> INSTRUCTIONS TO FOLLOW: Scan the listing below for "jacket", then report every line that has it.

> EXERCISE INPUT:
★ ★ ★ ★

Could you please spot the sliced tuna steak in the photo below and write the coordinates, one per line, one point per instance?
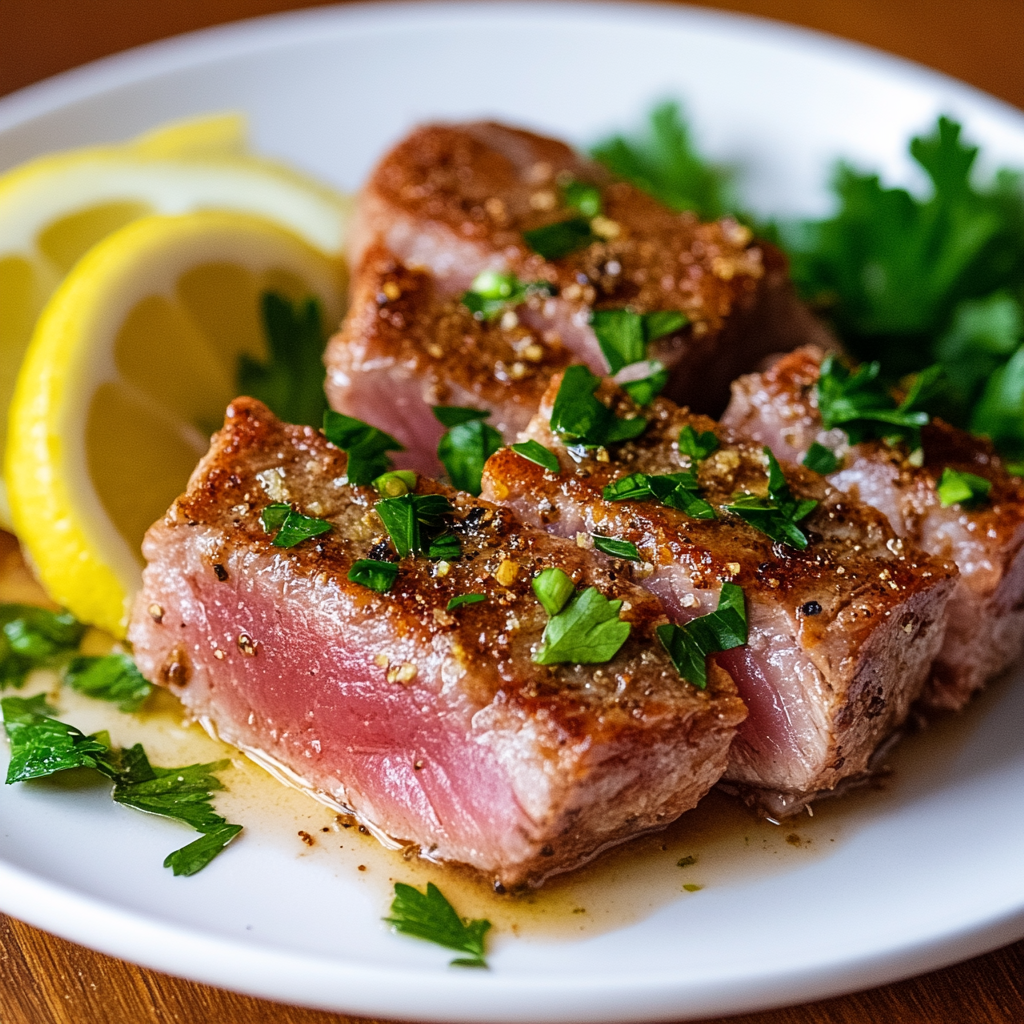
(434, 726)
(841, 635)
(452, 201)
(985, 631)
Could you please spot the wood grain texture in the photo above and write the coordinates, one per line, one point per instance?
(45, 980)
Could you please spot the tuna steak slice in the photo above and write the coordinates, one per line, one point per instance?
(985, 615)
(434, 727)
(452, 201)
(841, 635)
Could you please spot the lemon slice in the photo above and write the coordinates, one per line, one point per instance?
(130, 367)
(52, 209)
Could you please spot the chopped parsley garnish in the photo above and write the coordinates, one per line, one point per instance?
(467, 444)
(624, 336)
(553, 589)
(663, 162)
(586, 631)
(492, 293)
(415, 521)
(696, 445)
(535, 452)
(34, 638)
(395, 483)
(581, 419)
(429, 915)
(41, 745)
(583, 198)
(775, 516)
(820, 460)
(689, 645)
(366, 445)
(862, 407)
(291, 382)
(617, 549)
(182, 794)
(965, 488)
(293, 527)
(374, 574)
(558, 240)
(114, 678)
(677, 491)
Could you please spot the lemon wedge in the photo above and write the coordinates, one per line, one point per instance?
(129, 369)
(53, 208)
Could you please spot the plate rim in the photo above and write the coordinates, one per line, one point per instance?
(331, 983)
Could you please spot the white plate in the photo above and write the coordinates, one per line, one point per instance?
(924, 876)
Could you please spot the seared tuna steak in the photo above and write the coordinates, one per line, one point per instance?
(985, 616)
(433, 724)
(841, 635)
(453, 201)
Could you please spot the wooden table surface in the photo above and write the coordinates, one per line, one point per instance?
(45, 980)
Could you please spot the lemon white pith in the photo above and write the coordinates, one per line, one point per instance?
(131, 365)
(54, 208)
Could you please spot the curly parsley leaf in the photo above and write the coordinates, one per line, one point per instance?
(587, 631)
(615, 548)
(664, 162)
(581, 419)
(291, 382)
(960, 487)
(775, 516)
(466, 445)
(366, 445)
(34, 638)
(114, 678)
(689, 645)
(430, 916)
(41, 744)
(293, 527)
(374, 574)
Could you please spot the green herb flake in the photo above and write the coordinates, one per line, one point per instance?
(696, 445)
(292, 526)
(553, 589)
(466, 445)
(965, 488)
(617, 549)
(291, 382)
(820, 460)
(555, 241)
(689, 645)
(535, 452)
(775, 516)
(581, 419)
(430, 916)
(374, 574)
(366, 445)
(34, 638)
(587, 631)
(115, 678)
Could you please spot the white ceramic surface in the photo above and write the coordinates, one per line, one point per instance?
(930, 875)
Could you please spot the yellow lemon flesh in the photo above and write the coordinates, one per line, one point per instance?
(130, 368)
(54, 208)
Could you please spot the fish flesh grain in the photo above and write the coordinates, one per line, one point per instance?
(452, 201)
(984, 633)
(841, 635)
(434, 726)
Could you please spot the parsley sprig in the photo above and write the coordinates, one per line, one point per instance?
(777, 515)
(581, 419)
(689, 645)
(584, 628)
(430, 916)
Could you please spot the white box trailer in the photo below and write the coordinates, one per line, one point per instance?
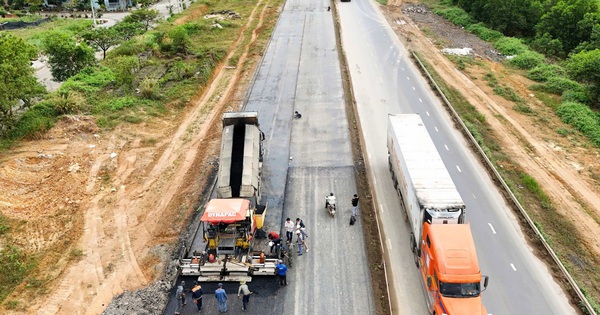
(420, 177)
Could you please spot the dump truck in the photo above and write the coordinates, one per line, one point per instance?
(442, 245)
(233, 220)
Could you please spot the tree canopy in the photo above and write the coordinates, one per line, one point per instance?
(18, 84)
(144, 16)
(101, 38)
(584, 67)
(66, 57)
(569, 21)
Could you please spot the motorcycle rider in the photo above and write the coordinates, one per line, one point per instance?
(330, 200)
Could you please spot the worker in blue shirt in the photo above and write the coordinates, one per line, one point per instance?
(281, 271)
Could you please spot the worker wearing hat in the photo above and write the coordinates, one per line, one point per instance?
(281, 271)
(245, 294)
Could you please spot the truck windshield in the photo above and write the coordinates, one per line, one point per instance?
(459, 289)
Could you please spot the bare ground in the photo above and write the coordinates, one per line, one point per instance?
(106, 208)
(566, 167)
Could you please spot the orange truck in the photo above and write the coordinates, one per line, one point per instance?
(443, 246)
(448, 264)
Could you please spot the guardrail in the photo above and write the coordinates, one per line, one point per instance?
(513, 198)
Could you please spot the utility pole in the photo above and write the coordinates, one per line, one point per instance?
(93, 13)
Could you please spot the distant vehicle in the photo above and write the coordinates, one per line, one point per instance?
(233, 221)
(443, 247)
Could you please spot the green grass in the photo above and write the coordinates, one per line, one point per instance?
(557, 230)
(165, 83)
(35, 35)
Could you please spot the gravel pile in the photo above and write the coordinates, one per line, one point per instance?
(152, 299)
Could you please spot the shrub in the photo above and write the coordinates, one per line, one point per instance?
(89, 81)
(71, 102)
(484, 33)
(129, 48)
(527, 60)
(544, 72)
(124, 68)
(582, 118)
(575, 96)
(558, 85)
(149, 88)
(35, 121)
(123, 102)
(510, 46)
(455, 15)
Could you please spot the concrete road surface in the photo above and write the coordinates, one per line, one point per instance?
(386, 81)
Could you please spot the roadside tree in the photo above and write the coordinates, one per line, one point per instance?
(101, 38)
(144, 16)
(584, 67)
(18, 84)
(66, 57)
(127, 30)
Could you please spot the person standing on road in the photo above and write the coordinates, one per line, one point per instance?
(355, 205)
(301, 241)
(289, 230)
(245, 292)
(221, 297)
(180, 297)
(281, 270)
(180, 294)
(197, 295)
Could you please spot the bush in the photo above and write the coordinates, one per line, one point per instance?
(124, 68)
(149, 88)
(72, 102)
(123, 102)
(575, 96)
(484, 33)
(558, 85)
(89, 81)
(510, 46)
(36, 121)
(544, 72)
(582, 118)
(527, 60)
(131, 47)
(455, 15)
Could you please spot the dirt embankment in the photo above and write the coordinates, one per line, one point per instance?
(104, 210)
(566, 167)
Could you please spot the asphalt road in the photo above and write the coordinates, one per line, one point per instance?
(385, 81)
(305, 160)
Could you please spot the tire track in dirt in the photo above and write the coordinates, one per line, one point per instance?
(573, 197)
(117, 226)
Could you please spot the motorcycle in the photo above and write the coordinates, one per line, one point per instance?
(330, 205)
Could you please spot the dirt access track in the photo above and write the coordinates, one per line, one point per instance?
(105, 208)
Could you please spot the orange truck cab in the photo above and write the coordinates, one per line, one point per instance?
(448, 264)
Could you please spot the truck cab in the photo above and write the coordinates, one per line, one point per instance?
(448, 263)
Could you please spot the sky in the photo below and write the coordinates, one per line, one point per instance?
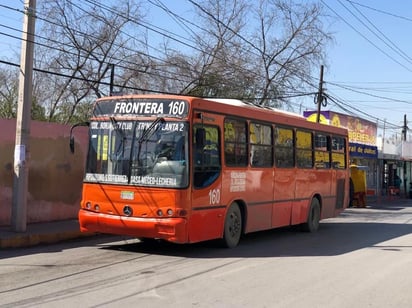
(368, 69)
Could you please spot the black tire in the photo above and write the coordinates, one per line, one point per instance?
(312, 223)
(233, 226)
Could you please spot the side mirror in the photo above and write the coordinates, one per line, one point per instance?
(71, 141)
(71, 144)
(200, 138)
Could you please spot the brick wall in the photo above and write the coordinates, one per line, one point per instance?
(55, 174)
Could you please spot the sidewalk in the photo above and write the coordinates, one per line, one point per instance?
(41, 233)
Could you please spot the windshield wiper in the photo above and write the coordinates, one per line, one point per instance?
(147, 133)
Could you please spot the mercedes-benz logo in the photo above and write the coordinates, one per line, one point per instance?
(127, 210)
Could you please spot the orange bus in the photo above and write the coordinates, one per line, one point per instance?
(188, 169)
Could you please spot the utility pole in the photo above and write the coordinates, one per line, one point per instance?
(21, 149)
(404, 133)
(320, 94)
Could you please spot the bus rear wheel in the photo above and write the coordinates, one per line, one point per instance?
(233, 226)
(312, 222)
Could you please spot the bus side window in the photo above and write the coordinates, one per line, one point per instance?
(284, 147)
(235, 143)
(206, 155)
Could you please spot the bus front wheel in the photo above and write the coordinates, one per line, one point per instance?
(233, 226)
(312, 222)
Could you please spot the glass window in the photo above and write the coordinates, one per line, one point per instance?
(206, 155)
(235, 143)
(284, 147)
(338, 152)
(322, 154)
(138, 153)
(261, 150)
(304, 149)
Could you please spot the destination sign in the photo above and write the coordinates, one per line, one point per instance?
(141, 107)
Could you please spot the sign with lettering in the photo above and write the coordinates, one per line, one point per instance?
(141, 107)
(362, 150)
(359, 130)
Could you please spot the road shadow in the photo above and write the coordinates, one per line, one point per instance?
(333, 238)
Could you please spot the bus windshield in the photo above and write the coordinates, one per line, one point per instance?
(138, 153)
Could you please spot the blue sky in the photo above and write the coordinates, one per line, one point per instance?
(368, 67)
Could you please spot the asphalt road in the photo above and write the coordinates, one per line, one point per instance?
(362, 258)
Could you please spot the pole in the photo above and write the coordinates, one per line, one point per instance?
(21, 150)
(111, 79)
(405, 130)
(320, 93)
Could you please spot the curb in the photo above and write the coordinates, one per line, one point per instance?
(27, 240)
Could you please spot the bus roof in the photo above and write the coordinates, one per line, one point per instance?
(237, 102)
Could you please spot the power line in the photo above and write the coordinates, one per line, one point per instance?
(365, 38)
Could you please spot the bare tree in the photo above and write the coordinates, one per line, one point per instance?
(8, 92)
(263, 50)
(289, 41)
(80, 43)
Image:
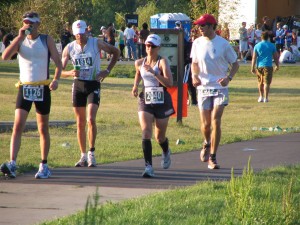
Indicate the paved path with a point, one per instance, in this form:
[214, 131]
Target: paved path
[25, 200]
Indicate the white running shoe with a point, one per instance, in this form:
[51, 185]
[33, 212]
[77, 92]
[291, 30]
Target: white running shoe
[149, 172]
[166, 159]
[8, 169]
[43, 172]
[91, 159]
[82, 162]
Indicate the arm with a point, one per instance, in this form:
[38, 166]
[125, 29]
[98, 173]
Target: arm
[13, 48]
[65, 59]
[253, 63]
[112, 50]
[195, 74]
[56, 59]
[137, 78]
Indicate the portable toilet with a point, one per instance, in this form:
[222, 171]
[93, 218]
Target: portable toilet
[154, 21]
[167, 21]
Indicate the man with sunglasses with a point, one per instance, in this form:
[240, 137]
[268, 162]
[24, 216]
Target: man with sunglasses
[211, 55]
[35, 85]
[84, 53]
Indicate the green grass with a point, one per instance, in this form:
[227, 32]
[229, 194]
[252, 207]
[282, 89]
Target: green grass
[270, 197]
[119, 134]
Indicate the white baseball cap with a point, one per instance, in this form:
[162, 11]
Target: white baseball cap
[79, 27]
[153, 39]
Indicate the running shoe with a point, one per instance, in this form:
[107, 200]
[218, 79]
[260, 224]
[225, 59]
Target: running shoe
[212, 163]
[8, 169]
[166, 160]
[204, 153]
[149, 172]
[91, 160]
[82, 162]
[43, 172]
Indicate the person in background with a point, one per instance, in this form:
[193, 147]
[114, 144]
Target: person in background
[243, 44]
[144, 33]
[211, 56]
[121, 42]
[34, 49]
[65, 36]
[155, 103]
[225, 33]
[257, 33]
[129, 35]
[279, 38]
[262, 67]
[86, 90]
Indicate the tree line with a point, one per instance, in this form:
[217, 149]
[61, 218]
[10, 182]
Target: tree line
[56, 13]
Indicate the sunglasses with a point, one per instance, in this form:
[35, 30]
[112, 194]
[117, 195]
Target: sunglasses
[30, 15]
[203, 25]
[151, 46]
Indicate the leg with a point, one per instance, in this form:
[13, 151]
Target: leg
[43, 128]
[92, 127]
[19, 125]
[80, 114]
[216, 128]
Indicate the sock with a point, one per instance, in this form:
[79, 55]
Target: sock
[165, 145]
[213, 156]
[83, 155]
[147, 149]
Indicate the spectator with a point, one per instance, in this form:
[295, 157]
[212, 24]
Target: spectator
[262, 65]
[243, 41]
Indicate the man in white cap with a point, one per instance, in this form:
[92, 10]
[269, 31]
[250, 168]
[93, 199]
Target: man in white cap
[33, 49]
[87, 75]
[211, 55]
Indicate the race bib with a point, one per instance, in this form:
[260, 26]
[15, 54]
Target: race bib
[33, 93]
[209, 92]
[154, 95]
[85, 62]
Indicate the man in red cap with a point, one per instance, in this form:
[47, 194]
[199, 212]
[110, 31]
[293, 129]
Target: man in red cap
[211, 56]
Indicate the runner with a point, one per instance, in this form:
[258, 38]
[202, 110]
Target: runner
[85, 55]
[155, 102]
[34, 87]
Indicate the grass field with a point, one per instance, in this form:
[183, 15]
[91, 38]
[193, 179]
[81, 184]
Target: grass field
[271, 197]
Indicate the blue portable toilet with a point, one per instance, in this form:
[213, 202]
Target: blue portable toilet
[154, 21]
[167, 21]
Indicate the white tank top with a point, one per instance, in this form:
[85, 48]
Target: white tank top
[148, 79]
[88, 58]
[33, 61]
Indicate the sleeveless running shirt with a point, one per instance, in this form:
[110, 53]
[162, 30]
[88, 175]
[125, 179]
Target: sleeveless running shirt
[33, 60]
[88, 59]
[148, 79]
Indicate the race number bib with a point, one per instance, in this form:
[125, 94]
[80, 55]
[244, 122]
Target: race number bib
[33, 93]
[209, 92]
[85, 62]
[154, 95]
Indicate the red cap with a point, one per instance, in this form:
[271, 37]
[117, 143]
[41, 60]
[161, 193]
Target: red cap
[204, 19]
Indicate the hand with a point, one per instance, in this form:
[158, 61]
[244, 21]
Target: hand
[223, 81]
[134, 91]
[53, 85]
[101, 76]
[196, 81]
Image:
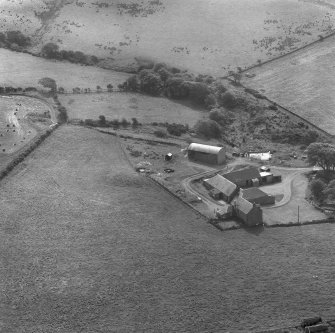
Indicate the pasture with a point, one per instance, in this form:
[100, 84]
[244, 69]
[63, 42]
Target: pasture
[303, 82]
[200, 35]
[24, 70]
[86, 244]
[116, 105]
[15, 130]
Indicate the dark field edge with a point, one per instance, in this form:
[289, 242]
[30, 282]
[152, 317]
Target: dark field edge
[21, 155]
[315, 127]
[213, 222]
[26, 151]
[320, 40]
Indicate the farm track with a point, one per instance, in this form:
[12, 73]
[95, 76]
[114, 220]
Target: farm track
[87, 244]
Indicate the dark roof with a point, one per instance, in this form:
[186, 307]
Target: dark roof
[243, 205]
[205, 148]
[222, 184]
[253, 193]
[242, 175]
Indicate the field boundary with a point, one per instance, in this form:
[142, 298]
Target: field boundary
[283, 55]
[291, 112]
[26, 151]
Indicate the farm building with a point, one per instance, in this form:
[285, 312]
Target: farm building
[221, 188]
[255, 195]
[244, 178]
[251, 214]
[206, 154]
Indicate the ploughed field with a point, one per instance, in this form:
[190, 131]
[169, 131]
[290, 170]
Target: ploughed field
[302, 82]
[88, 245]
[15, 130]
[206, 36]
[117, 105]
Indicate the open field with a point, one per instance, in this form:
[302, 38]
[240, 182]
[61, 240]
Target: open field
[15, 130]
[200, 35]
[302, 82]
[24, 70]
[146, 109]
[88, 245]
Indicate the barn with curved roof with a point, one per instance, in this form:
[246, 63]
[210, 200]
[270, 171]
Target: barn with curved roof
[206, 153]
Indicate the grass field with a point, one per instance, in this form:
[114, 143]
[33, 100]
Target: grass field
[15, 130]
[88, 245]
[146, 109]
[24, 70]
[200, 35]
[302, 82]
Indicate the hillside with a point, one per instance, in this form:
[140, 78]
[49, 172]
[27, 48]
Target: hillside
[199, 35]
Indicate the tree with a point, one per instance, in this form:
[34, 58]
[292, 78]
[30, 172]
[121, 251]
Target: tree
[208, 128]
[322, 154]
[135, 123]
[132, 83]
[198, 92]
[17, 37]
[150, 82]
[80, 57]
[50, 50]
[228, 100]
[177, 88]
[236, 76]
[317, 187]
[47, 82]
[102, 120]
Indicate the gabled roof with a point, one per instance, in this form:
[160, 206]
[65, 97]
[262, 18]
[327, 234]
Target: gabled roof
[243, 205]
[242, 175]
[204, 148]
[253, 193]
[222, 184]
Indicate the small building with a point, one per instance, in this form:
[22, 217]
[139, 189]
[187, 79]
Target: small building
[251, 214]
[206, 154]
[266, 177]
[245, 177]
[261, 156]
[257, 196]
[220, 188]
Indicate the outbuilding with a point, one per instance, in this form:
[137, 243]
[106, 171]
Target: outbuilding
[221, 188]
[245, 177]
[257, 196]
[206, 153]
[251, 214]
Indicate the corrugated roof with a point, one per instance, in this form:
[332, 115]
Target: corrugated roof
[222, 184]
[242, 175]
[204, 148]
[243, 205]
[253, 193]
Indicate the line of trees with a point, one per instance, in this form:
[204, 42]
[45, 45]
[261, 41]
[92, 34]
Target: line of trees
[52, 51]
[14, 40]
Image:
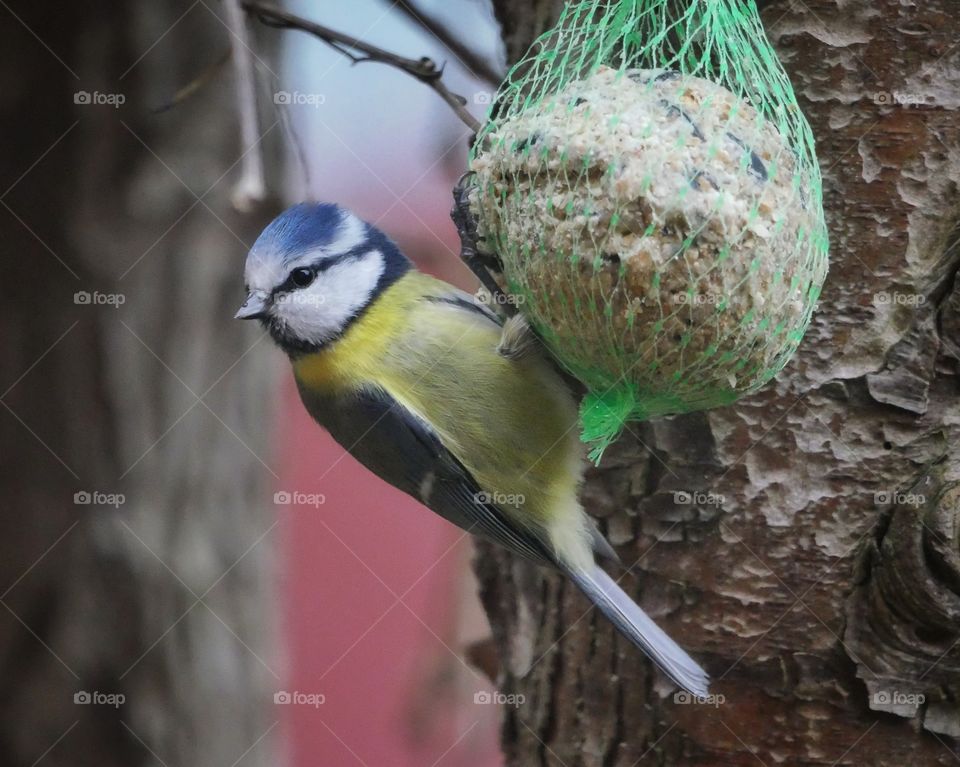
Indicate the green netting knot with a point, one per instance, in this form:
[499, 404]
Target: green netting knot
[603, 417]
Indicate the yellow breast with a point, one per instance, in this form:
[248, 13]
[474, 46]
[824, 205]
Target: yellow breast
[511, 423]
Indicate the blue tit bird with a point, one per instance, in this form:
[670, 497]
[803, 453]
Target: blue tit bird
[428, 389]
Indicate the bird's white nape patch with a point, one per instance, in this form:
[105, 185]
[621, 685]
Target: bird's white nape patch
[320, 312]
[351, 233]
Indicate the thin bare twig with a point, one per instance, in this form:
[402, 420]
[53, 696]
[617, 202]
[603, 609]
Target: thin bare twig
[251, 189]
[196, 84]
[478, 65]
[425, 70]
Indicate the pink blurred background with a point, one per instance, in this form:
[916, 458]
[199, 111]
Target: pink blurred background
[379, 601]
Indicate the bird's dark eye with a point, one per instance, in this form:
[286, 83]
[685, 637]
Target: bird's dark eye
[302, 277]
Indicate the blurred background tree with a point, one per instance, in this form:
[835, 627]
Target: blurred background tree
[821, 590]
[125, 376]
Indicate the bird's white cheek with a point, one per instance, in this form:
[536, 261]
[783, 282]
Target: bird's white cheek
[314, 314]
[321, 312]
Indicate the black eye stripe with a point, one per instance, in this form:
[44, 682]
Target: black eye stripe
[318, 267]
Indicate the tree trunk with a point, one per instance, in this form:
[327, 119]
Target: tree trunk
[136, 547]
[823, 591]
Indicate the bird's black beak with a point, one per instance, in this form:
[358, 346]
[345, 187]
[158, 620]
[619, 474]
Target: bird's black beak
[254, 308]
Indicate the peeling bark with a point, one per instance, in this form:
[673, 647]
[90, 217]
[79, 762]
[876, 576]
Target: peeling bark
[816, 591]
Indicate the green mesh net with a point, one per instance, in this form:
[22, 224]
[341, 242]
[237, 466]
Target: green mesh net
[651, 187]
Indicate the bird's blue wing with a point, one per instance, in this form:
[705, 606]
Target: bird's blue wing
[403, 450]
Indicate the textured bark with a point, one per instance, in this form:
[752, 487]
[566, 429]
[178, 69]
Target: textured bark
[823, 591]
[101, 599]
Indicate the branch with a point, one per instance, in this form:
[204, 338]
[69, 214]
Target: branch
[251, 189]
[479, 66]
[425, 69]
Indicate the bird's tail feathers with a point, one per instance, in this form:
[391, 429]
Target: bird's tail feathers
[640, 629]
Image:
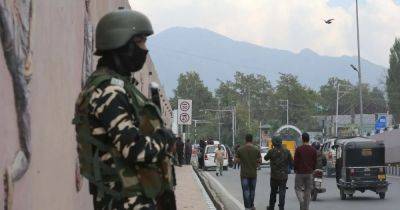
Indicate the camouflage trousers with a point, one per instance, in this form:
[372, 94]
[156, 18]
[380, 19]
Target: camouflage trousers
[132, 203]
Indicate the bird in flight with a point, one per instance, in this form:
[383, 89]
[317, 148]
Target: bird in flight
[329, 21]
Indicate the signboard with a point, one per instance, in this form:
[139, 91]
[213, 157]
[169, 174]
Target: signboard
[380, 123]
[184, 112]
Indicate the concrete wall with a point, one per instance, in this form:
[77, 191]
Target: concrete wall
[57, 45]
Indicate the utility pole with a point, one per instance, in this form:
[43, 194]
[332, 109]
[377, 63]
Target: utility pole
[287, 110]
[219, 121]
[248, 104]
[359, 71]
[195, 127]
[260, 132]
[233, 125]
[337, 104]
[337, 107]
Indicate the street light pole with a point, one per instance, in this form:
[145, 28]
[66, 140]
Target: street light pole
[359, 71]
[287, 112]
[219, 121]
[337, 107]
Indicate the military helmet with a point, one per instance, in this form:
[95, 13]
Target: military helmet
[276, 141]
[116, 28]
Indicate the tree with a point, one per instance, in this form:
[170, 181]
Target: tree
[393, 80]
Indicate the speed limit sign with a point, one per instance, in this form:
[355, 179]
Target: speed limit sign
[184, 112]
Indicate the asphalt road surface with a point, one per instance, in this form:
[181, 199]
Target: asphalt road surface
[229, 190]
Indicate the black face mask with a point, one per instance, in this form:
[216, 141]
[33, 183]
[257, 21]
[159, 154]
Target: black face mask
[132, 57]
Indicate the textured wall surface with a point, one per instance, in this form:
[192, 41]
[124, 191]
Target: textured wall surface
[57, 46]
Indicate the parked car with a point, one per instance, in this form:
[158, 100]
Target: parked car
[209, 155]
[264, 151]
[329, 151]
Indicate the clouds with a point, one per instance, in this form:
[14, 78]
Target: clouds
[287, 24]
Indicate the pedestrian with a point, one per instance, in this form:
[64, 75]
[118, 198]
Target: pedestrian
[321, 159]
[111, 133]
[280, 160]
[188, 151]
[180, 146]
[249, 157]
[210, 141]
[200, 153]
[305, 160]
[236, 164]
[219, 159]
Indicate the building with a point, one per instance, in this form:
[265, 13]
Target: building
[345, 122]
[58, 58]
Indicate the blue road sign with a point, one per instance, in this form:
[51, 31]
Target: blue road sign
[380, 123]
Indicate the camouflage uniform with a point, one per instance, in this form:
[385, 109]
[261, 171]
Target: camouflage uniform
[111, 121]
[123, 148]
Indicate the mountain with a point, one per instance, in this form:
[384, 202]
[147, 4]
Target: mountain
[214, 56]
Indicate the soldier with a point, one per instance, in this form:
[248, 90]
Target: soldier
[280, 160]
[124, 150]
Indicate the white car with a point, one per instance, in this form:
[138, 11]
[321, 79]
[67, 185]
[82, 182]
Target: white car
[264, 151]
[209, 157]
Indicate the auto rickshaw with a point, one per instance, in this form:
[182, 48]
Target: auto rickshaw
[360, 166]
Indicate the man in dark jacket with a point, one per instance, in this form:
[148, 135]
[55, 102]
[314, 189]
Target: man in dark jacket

★ ★ ★ ★

> ANSWER TO THIS TASK:
Indicate the man in dark jacket with a point, one per instance, in this form:
Target: man in dark jacket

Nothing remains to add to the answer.